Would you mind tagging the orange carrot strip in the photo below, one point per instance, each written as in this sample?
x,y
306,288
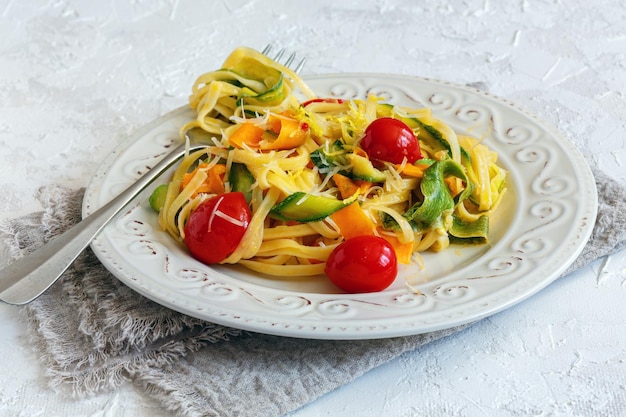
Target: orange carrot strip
x,y
214,183
290,134
352,221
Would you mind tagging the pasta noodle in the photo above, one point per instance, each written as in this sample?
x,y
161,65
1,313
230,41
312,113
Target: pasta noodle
x,y
302,161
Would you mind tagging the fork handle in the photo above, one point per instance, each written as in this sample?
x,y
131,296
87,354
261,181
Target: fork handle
x,y
27,278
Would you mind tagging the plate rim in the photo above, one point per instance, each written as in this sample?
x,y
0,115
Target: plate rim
x,y
392,329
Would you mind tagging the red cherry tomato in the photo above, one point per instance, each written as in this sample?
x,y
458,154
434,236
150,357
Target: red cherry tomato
x,y
388,139
362,264
215,228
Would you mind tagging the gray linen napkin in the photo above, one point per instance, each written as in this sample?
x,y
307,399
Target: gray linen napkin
x,y
94,333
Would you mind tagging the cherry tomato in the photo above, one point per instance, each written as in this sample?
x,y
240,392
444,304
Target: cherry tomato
x,y
362,264
215,228
388,139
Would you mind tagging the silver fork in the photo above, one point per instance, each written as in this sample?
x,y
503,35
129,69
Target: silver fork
x,y
27,278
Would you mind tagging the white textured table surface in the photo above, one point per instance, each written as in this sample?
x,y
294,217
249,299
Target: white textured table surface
x,y
76,77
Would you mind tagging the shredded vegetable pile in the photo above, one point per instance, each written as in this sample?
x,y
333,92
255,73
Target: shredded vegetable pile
x,y
296,179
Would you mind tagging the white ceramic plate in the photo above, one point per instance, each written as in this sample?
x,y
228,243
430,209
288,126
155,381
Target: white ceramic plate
x,y
536,233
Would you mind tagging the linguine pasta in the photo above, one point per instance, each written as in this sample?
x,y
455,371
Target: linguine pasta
x,y
309,184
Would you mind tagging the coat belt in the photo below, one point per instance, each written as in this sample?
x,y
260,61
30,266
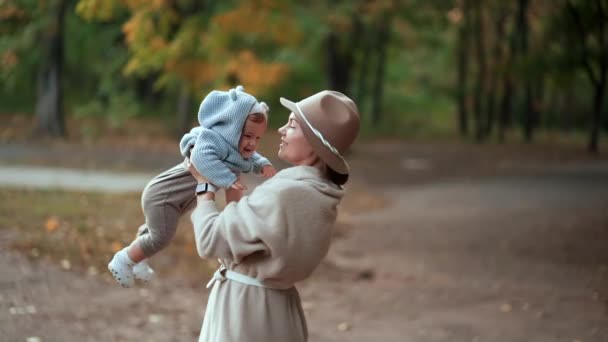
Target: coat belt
x,y
223,273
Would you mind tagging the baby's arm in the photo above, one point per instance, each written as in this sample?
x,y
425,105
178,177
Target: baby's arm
x,y
262,166
207,156
233,194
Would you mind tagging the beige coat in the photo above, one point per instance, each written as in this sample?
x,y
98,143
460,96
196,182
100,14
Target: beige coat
x,y
279,234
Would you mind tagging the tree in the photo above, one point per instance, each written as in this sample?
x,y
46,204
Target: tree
x,y
590,18
49,103
191,46
25,24
463,19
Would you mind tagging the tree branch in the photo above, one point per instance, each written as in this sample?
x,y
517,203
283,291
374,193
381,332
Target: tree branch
x,y
583,42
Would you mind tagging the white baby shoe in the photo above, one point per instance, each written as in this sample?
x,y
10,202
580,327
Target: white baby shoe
x,y
121,268
143,271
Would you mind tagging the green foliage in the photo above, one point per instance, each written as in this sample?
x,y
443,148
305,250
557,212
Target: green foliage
x,y
131,57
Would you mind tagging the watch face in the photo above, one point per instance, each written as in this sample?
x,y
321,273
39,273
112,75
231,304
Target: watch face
x,y
202,188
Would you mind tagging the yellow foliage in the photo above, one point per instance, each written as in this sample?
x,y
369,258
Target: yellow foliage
x,y
158,43
116,246
97,9
255,74
257,17
51,224
9,59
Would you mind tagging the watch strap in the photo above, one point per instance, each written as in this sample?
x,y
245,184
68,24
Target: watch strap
x,y
202,188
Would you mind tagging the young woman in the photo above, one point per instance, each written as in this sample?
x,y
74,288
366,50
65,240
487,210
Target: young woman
x,y
278,235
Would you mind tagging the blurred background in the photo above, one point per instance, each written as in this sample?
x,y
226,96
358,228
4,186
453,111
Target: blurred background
x,y
479,70
476,208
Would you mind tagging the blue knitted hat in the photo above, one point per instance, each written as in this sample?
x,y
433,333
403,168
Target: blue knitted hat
x,y
226,112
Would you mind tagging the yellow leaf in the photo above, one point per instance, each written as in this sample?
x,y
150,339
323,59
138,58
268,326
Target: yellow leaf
x,y
52,223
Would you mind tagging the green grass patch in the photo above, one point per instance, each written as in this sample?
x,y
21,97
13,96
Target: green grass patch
x,y
81,231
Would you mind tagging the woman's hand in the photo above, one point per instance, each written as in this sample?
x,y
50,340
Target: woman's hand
x,y
268,171
194,171
237,185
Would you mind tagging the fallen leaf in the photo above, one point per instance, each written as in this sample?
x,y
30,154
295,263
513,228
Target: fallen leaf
x,y
51,224
344,326
155,318
506,307
65,264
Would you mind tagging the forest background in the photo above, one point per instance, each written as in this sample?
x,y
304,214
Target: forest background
x,y
484,71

■ ■ ■

◆ WHAT YOU NEED TO DO ◆
Please transcribe the material above exactly as written. Leave the pictures out.

◆ COMPLETED TASK ◆
Would you mind tagging the orange carrot strip in the photo below, one point per instance, each written as in this sample?
x,y
306,288
Target: orange carrot strip
x,y
214,183
290,134
352,221
Would you mind tagging the pasta noodle in the photo above, one point per instance, each written as in this sample?
x,y
161,65
1,313
230,41
312,113
Target: pasta noodle
x,y
302,161
Would you mind tagging the fork handle in the photo above, one point per instance, each written as in this sample?
x,y
131,296
87,354
261,181
Target: fork handle
x,y
27,278
Would you mind tagging the plate rim in the photo above, one point per instance, each written as in this sample?
x,y
0,115
Target: plate rim
x,y
392,329
Would you mind tagging the red cherry tomato in the photo above, one point per instance, each written as in this sample?
x,y
458,154
434,236
150,357
Target: red cherry tomato
x,y
388,139
362,264
215,228
Would you mind tagging the gray linen napkin in the photo above, one point per instance, each written as in this sample?
x,y
307,399
Target: gray linen napkin
x,y
94,333
Would you mind tagging the cherry tomato in the photo above, one point per instance, each written as in this sample?
x,y
240,392
444,304
Target: cherry tomato
x,y
362,264
215,228
388,139
Would you mind tagging the silver fork in the photo above, one point per instance, each written as in this sample?
x,y
503,35
129,69
Target: silver fork
x,y
27,278
Would you mind tagging the white textured table surface in the photo above, one point per instance, each written as in this sample?
x,y
294,217
249,299
Target: white textured table surface
x,y
76,77
Would you mind tagging the shredded vegetable pile in the photo above, one point per instance, each written as in this sample?
x,y
333,92
255,73
Target: shredded vegetable pile
x,y
296,179
Would you mind tagging the white ceramic plate in the photo above, one point per instance, each written as in this sample?
x,y
228,243
430,209
288,126
155,381
Target: white ceramic plate
x,y
536,233
Would you mind tagging the linguine pasta in the photo above, one point per instance, each written as in this sample?
x,y
455,371
Target: linguine pasta
x,y
309,184
Would you mind tagging the coat belt in the photo below, one point per instance, each written as in this sample?
x,y
260,61
30,266
Target: coat belt
x,y
223,273
Would you mind tagging the baby's arm in the photo above, one point per instance, each written as in this sample?
x,y
425,105
178,177
Target: baby's arm
x,y
262,166
207,156
233,194
Would you mind tagging the beige coat in the photo above, one point per instance, each written as in this sample?
x,y
98,143
460,96
196,182
100,14
Target: beige coat
x,y
279,234
Would you mind tagging the tree in the photo above, one point per instance, each written as in this sample?
x,y
46,204
Target: tree
x,y
590,18
49,103
191,46
25,24
463,19
Would you mind tagging the tree branch in the photo above, one point per instance, each written as in this sample?
x,y
517,203
283,291
374,193
381,332
Target: tree branch
x,y
583,42
Would you mind tagging the white baby shoe in the photo above, one point per instance, each written as in this sample?
x,y
10,202
580,327
Target: white baby shoe
x,y
121,268
143,271
Would you mind tagging the green foliage in the photo above, one point per instance, each written as in this sample?
x,y
443,148
305,250
557,212
Target: green foliage
x,y
131,57
Would you mind tagging the watch face in the photo above, one point per instance, each written as in this sample?
x,y
321,273
39,273
112,75
231,304
Target: watch face
x,y
202,188
Would you mind tagging the yellow foliage in the photo above, one point per instance, each written as in this sample?
x,y
369,258
Target: yellow foliage
x,y
158,43
116,246
97,9
255,74
257,17
51,224
9,59
Would you mind tagging the watch strap in the photo above, one point per instance, each written as in this sample?
x,y
245,184
68,24
Target: watch strap
x,y
202,188
Would you mind tagging the young woman in the photo above, one point per instance, each written as in this sample?
x,y
74,288
366,50
65,240
487,210
Target: young woman
x,y
278,235
Would you mind tagging the blurred background in the photo above, one point per instance, each written as in this sample?
x,y
226,96
358,228
4,186
453,111
Target: blurred background
x,y
479,70
476,208
Would you mind tagging the blue knitted hat in the photo above, one point per instance, each written as in this sample?
x,y
433,333
403,168
Target: blue knitted hat
x,y
226,112
Would you mind tagging the yellow leaf in the photo above, one point per instance, each written as in this sample?
x,y
150,339
323,59
138,58
268,326
Target: yellow leaf
x,y
52,223
Would you mind tagging the green grass patch in the photo above, one point per instance, each written as in this sample?
x,y
21,97
13,96
Target: green grass patch
x,y
81,231
Would you mind tagging the woman's hand in the photo above, one point per instance, each written as in this sample?
x,y
50,340
Target: woman's hand
x,y
268,171
194,171
237,185
Would you mind tagging the fallen leaf in the photo above, one point per instance, each written as in this sample?
x,y
30,154
295,263
513,228
Target: fallen leaf
x,y
51,224
344,326
155,318
506,307
65,264
Would you mind tagging the forest background in the photo above, one point per instance, each written as in this sample?
x,y
304,214
Target: forest background
x,y
484,71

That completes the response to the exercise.